_ÜBUNGSAUFGABE 1_
Geben Sie aus den unten aufgeführten Einträgen die Zeilen unverändert wieder, beginnend mit der Zeile, die „Task: point to every instance of the wooden“ enthält, bis einschließlich der letzten Zeile der Einträge.

#####

Es hat die Auffassung vertreten, angesichts der dem Kläger vom beklagten Land erteilten Wiedereinstellungszusage sei der Bestandsschutz des Arbeitsverhältnisses des Klägers nicht gefährdet gewesen, so daß die Befristungen keiner sachlichen Rechtfertigung bedurft hätten. Überdies sei eine solche sachliche Rechtfertigung in dem Weiterbildungszweck des Arbeitsverhältnisses und der Wahrnehmung von Aufgaben vorübergehender Dauer zu sehen. Ferner habe die Befristung des Vertrages vom 9. Mai 1980 dem Wunsch des Klägers entsprochen, der sich die Möglichkeit habe offenhalten wollen, in den Schuldienst zurückzukehren. Durch die Verlängerung des Vertrages bis zum 5. September 1985 habe ein nahtloser Übergang zum Schuldienst gewährleistet werden sollen.

Das Arbeitsgericht hat die Klage abgewiesen. Das Landesarbeitsgericht hat die Berufung des Klägers zurückgewiesen. Mit der vom Landesarbeitsgericht zugelassenen Revision verfolgt der Kläger seine Klageanträge weiter. Das beklagte Land beantragt, die Revision zurückzuweisen.

 

Entscheidungsgründe

Die Revision ist unbegründet. Die Vorinstanzen haben die Klage zu Recht abgewiesen, denn das Arbeitsverhältnis des Klägers hat aufgrund rechtswirksamer Befristung zum 5. September 1985 geendet.

1. Gegenstand der Überprüfung, ob der Kläger zum beklagten Land in einem unbefristeten Arbeitsverhältnis steht, ist nicht nur der Verlängerungsvertrag zum 5. September 1985, sondern auch der zum 31. Juli 1985 befristete Arbeitsvertrag vom 9. Mai 1980. Denn das Anwaltsschreiben vom 29. Mai 1985, durch das der Kläger die Verlängerung des Vertrages bis zum 9. September 1985 annahm, ist dahin auszulegen, daß es einen hinreichend deutlichen Vorbehalt enthält, der der Auslegung entgegensteht, die Parteien hätten durch den Verlängerungsvertrag den bisherigen Arbeitsvertrag aufheben wollen (vgl. hierzu Senatsurteil vom 8. Mai 1985 - 7 AZR 191/84 - EzA § 620 BGB Nr. 76). Die Annahmeerklärung des Klägers wurde während des laufenden Prozesses über die Wirksamkeit der Befristung des Vertrages vom 9. Mai 1980 abgegeben und sollte diesen Prozeß nicht gegenstandslos machen, sondern lediglich für einen verhältnismäßig kurzen Zeitraum die zwischenzeitliche Weiterbeschäftigung des Klägers sicherstellen.

2. Das Landesarbeitsgericht hat zu Recht erkannt, daß der Arbeitsvertrag vom 9. Mai 1980 rechtswirksam befristet war.

#####

_ÜBUNGSAUFGABE 2_
Kopieren Sie aus dem Lesetext wortgetreu den Abschnitt von „Das Arbeitsgericht hat“ bis einschließlich „die Revision zurückzuweisen.“.

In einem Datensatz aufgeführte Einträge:
#####

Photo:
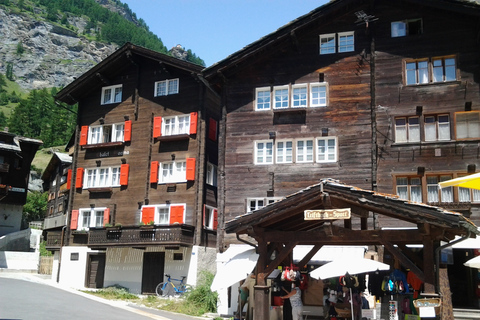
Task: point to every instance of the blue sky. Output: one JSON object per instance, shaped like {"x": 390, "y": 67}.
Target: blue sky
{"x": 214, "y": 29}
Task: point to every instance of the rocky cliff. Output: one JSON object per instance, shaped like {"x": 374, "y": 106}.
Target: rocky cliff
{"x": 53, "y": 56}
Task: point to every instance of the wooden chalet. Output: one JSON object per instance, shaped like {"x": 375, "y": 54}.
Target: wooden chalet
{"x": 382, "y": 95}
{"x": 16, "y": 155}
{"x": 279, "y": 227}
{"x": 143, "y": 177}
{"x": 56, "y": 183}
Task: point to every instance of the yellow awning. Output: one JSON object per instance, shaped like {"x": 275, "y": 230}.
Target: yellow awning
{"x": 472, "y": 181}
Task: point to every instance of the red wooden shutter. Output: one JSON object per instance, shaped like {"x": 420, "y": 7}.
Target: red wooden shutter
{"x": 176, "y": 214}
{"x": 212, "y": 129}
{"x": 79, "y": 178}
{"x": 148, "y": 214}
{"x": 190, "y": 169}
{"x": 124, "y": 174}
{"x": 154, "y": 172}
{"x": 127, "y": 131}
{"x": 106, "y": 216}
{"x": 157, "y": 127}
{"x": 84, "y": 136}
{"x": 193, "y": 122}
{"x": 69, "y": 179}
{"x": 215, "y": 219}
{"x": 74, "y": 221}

#####

_ENDGÜLTIGE ANTWORT 1_
Task: point to every instance of the wooden chalet. Output: one JSON object per instance, shaped like {"x": 375, "y": 54}.
Target: wooden chalet
{"x": 382, "y": 95}
{"x": 16, "y": 155}
{"x": 279, "y": 227}
{"x": 143, "y": 177}
{"x": 56, "y": 183}
Task: point to every instance of the yellow awning. Output: one JSON object per instance, shaped like {"x": 275, "y": 230}.
Target: yellow awning
{"x": 472, "y": 181}
Task: point to every instance of the red wooden shutter. Output: one JSON object per instance, shaped like {"x": 420, "y": 7}.
Target: red wooden shutter
{"x": 176, "y": 214}
{"x": 212, "y": 129}
{"x": 79, "y": 178}
{"x": 148, "y": 214}
{"x": 190, "y": 169}
{"x": 124, "y": 174}
{"x": 154, "y": 172}
{"x": 127, "y": 131}
{"x": 106, "y": 216}
{"x": 157, "y": 127}
{"x": 84, "y": 136}
{"x": 193, "y": 122}
{"x": 69, "y": 179}
{"x": 215, "y": 219}
{"x": 74, "y": 221}

_ENDGÜLTIGE ANTWORT 2_
Das Arbeitsgericht hat die Klage abgewiesen. Das Landesarbeitsgericht hat die Berufung des Klägers zurückgewiesen. Mit der vom Landesarbeitsgericht zugelassenen Revision verfolgt der Kläger seine Klageanträge weiter. Das beklagte Land beantragt, die Revision zurückzuweisen.